# Food



## Spooky Chuck (Jun 14, 2003)

I think it would be fun to talk about food. It doesn't need to be Halloween, or party related. Just food and recipes in general. Maybe this should be in the off topic section. Sorry if I'm off base. Let's talk about food! I have a really good chilli recipe if anyone is interested!


----------



## Annea (Aug 14, 2004)

Hi Spooky Chuck, I am always interested in a good chili recipe, bring it on!


----------



## littlespook (Aug 11, 2003)

I always love talking about food! I like to try different holiday theme food, 4th of july is coming so its fun to look up outdoorsy foods. Its funny because I was looking thru my Halloween recipes yesterday, Im hoping to find some new recipes in here! I already have a pretty good chili recipe, but tell us yours!

littlespoook


----------



## CreepyKitty (Jul 19, 2004)

I am a cooker by nature. Always love any kind of recipies! I am always looking to cook different and better things.


----------



## peeweepinson (Aug 18, 2003)

I would enjoy this, I love to cook for my family and would love to have your chili recipe!


----------



## duke10311 (Sep 28, 2004)

Being a chef for over 20 years, and owning and operating a catering business, I have millions (Literally) of recipes. LOL And no, I haven't tried all of them yet. I share some of my recipes for Halloween in the Goulish Gormet thread. I would be glad to share tips and recipes for normal food as well. And now I am recovering from an accident, so time is not really a problem. Annea, I will be sending you the recipe for the white chocolate raspberry cheesecake in the morning's email...enjoy! Ask what you will, I will try to help...

Items from a data source:

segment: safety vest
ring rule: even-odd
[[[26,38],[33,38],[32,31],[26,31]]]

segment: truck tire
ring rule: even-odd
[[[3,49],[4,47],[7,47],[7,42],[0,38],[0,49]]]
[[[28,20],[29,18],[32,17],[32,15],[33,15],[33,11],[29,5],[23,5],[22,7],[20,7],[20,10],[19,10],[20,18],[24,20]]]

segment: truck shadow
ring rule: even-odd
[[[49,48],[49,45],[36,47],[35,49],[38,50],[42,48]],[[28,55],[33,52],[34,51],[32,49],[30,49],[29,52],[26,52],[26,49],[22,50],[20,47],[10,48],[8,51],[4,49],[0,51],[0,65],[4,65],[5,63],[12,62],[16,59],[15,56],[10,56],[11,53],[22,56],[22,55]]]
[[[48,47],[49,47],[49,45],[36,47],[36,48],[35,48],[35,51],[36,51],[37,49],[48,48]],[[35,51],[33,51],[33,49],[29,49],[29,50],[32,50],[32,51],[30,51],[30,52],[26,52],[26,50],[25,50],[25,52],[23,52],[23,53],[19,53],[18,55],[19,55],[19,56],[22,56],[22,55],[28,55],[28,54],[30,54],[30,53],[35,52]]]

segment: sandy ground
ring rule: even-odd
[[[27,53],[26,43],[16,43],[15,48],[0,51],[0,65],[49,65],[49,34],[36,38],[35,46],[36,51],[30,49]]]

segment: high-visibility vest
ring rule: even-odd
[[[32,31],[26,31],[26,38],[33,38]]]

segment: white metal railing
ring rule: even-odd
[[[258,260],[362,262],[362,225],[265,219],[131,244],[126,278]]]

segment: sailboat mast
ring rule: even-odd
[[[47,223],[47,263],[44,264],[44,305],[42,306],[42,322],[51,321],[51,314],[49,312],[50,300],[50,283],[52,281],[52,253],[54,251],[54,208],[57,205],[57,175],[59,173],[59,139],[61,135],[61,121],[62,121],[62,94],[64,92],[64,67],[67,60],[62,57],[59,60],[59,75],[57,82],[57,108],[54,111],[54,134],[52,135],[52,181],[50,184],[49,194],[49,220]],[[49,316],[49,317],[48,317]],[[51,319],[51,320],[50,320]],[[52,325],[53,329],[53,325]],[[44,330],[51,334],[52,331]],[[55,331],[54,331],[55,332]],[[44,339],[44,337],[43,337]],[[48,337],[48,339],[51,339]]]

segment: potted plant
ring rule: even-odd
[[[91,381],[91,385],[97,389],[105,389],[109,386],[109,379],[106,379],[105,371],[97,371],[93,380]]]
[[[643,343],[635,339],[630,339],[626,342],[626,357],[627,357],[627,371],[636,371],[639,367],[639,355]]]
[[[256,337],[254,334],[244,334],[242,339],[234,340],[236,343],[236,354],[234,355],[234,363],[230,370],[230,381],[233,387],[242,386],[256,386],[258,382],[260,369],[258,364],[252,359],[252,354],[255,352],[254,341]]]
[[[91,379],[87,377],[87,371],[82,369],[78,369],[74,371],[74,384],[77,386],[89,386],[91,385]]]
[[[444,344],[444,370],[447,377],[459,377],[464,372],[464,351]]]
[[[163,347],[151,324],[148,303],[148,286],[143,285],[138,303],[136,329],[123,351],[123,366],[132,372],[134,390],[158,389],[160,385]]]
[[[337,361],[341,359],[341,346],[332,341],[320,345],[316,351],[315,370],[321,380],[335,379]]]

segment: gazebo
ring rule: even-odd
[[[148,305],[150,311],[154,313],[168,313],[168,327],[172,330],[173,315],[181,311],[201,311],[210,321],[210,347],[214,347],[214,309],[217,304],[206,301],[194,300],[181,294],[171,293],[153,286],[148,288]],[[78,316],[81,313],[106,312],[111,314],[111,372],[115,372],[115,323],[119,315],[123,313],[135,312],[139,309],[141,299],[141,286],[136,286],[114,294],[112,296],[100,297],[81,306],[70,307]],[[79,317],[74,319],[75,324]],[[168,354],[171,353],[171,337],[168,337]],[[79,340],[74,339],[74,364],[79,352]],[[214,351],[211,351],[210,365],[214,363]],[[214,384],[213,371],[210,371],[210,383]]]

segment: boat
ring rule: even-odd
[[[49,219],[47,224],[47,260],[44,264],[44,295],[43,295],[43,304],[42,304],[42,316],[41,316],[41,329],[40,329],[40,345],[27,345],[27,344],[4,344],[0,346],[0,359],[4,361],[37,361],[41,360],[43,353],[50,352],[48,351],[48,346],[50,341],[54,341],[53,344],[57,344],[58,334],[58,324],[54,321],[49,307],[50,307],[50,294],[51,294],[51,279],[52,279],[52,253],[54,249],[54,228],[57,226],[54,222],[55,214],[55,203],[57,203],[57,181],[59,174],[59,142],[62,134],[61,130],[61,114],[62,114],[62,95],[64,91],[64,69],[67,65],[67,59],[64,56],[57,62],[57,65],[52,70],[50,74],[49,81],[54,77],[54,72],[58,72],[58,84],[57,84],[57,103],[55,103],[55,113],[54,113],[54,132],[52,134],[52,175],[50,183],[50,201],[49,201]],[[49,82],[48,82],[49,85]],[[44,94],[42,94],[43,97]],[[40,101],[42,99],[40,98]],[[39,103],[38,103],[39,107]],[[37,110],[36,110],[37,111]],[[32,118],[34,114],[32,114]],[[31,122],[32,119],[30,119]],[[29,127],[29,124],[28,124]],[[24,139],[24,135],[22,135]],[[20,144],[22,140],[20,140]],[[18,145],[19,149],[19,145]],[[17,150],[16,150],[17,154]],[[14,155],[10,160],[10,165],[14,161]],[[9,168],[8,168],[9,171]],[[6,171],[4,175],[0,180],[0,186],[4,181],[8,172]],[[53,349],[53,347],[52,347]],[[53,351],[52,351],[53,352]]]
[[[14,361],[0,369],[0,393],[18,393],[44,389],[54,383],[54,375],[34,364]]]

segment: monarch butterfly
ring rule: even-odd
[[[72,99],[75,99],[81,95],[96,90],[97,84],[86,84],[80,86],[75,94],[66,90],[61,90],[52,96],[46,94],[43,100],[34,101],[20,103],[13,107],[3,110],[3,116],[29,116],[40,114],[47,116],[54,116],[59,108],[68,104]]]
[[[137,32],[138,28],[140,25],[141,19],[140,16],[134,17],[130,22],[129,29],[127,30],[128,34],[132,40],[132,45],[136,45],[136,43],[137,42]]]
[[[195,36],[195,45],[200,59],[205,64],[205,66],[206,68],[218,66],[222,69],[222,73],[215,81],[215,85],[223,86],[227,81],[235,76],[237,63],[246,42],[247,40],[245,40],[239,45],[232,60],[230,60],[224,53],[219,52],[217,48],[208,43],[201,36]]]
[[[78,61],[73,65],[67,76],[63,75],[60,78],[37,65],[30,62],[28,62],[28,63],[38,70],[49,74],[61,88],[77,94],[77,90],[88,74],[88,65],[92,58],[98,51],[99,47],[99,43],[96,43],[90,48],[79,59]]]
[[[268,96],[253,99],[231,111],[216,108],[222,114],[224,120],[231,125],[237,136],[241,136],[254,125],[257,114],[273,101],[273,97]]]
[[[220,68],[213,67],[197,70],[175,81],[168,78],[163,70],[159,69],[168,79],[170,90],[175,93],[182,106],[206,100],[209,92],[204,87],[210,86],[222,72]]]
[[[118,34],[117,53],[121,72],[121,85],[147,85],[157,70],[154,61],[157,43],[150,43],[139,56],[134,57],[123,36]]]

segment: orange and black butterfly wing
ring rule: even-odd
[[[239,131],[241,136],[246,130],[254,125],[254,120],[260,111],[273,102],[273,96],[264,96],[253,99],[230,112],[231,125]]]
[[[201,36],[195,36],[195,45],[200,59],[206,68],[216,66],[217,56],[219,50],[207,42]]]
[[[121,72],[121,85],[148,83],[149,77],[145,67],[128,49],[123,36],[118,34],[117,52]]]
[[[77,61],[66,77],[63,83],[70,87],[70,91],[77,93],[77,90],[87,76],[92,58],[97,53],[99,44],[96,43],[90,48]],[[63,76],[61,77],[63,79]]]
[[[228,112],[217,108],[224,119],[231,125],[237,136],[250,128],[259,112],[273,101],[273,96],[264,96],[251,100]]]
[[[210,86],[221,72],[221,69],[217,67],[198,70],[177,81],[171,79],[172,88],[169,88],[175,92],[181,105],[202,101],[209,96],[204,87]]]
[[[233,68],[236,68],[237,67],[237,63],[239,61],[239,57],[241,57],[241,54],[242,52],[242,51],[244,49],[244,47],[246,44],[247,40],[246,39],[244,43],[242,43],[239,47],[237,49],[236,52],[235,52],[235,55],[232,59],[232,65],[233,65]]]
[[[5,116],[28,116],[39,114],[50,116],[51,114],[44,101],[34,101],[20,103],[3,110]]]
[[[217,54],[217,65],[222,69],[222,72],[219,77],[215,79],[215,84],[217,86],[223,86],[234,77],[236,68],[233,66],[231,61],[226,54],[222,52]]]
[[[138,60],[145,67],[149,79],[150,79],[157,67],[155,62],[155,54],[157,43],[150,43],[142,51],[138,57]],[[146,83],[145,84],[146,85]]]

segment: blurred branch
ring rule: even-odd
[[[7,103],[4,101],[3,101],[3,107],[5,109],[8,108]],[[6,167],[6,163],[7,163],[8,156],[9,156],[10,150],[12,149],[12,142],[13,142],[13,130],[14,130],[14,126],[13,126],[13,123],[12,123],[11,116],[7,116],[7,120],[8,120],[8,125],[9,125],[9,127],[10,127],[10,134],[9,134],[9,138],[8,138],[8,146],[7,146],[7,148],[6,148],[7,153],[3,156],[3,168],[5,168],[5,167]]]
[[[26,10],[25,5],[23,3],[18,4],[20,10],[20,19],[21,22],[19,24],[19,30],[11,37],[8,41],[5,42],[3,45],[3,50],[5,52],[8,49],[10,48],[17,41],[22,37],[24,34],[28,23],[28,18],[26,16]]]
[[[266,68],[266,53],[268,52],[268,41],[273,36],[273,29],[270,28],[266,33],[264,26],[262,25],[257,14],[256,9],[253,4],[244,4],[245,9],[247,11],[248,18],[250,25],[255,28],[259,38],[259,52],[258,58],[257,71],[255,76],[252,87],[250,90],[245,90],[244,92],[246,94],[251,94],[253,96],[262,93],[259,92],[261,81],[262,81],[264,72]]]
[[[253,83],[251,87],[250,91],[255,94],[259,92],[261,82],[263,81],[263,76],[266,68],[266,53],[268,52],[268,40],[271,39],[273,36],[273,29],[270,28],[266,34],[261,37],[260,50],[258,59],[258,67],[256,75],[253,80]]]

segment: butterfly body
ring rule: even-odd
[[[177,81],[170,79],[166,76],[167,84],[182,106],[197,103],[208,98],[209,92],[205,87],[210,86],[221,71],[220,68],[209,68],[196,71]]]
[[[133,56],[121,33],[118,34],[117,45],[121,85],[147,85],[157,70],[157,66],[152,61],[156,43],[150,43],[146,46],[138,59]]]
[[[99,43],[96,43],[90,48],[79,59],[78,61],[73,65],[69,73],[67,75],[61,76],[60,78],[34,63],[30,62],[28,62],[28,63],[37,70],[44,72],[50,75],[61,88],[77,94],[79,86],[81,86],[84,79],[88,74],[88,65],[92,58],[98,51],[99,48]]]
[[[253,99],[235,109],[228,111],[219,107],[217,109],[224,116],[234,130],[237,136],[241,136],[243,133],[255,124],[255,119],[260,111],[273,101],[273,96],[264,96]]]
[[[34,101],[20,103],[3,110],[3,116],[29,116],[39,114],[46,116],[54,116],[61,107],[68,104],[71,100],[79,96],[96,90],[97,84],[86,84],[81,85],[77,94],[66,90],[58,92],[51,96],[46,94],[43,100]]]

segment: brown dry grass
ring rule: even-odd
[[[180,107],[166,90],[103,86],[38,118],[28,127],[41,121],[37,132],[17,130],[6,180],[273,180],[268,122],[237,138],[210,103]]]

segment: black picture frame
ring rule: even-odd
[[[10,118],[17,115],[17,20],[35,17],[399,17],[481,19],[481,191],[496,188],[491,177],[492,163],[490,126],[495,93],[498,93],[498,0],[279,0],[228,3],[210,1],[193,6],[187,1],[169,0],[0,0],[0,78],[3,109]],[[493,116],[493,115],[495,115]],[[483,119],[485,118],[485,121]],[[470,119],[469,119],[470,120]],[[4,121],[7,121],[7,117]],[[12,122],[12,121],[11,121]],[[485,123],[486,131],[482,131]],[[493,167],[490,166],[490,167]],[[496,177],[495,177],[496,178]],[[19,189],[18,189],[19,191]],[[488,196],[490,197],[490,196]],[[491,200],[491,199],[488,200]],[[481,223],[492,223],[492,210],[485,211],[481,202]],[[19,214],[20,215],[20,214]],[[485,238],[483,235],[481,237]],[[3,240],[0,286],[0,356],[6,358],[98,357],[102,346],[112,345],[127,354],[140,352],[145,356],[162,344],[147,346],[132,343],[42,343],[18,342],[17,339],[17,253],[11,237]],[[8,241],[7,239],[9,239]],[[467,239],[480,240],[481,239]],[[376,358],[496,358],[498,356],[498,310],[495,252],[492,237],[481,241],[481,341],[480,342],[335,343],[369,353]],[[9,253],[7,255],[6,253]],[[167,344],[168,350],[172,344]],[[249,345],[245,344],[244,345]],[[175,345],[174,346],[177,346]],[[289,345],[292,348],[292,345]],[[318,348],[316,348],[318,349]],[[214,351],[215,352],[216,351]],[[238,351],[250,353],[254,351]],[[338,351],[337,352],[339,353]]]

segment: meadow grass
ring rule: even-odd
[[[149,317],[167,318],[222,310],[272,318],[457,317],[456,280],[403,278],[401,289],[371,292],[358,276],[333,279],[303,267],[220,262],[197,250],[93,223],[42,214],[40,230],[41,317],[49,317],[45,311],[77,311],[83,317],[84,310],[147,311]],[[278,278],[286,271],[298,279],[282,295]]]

** Your tasks **
1. According to the food thread, why does duke10311 say that time is not really a problem? Answer in one to three sentences.
2. In the food thread, how long has duke10311 been a chef?
3. Print the passage of the food thread that begins at the words "## CreepyKitty (Jul" and stops after "(Aug 18, 2003)".
Rely only on the food thread when answering.

** Results by task **
1. duke10311 says time is not really a problem because they are recovering from an accident.

2. Over 20 years.

3.
## CreepyKitty (Jul 19, 2004)

I am a cooker by nature. Always love any kind of recipies! I am always looking to cook different and better things.


----------



## peeweepinson (Aug 18, 2003)